**TASK BRIEF:** Rewrite the listing from its first line up to and including the line with "[[[940,27],[698,76],[698,451],[941,459]]]", replacing "wall-mounted tv" with "flat-screen tv" and leaving everything else unchanged.
───── DATA TO USE
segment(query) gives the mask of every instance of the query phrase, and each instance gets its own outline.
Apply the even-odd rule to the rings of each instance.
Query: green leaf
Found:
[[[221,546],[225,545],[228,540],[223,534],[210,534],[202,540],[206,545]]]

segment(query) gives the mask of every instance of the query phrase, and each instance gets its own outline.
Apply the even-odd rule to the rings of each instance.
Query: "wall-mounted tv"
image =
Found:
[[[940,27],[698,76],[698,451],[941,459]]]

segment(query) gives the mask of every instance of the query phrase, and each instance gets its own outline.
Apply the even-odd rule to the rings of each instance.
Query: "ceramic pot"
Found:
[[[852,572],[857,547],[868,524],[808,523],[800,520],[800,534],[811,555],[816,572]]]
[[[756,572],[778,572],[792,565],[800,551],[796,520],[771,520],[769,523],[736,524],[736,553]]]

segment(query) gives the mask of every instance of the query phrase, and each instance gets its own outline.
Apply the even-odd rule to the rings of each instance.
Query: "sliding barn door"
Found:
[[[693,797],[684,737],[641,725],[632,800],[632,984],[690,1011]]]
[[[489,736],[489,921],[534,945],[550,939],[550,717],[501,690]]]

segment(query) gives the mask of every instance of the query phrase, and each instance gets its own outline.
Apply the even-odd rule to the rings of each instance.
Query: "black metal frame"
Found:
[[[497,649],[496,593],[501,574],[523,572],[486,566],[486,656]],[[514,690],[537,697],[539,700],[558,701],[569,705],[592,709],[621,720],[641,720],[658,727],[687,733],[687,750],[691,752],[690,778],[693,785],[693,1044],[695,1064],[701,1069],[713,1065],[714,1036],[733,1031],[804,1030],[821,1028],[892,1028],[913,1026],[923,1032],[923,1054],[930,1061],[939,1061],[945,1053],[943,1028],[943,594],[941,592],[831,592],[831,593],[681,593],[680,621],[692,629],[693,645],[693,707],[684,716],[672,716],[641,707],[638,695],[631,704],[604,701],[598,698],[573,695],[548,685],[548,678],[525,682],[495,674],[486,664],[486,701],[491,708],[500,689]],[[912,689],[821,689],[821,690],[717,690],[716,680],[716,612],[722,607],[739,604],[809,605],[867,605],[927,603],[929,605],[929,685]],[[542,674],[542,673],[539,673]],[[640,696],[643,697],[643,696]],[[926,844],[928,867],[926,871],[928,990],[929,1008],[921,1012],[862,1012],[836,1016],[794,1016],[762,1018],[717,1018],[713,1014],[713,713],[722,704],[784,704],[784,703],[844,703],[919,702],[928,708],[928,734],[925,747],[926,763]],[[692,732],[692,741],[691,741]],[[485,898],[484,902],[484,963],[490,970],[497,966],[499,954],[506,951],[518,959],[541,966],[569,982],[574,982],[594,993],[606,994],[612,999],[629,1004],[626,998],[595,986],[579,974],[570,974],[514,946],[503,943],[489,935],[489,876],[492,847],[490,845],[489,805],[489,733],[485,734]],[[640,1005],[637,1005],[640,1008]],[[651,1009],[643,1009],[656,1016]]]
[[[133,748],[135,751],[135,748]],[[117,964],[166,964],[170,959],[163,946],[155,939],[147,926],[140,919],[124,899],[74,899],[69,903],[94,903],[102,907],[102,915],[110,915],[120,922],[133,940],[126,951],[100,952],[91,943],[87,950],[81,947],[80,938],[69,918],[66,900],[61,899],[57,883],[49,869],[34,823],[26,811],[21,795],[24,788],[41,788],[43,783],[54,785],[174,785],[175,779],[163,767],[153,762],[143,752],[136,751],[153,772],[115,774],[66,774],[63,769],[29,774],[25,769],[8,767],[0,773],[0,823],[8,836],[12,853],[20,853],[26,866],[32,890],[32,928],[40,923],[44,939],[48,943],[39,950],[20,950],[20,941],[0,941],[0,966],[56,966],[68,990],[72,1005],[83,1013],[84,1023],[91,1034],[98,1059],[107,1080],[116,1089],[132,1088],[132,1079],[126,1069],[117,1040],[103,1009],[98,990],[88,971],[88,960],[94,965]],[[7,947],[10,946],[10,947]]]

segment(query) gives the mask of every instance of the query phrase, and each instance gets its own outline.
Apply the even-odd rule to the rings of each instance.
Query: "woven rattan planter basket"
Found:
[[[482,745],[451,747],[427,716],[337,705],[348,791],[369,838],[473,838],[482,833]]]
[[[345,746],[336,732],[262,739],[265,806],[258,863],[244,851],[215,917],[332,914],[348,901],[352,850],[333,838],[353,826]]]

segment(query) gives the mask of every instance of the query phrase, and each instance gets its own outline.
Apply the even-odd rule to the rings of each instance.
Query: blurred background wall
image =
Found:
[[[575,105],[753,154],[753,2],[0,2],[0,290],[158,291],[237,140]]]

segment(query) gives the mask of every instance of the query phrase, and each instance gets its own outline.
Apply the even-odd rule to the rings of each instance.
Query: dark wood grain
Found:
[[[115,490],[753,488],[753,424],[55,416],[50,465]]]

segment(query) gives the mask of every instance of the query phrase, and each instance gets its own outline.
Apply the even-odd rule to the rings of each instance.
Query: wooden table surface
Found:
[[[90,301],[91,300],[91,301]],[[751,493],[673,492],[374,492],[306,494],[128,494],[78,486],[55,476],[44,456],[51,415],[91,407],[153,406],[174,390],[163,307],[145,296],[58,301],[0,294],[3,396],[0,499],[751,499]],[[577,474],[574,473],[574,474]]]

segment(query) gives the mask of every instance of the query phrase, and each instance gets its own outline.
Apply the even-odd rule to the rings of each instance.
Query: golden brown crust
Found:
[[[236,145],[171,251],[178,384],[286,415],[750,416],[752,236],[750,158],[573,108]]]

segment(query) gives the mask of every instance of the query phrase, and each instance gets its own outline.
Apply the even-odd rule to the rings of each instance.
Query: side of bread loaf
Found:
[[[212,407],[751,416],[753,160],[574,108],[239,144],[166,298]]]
──────────
**RESPONSE TO THIS EXERCISE:**
segment(query) gives the mask of every instance of the query phrase, and each instance gets its own outline.
Apply the even-odd rule to the rings of each instance.
Query: green leaf
Found:
[[[221,546],[225,545],[228,540],[223,534],[210,534],[202,540],[206,545]]]

segment(query) gives the mask of every instance of the query phrase, and each instance gets its own outline.
Apply the even-odd rule to the rings of each instance.
Query: "flat-screen tv"
image =
Found:
[[[940,27],[698,76],[698,451],[941,459]]]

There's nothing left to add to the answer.